Write the entries out again exactly as they stand, but without the pictures.

[Start of section]

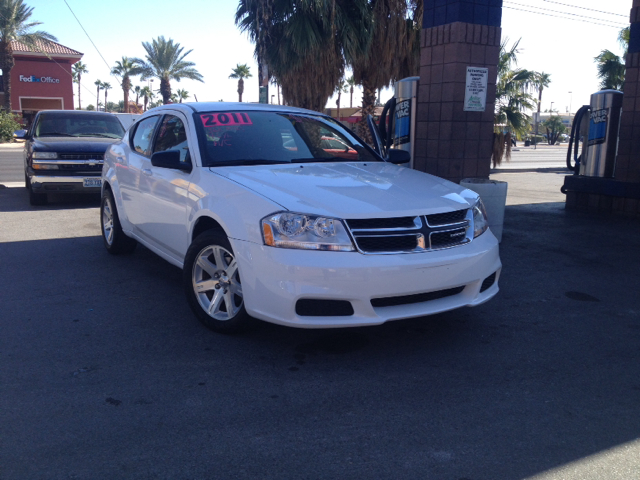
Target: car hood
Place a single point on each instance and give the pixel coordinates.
(351, 190)
(73, 144)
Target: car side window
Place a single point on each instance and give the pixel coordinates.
(172, 136)
(143, 135)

[End of section]

[ANSWER TO THE EXERCISE]:
Target: car hood
Place a single point on each instance and give the pixel coordinates.
(351, 190)
(73, 144)
Target: car side window
Place a single point on each instance and give the pixel coordinates.
(172, 136)
(143, 135)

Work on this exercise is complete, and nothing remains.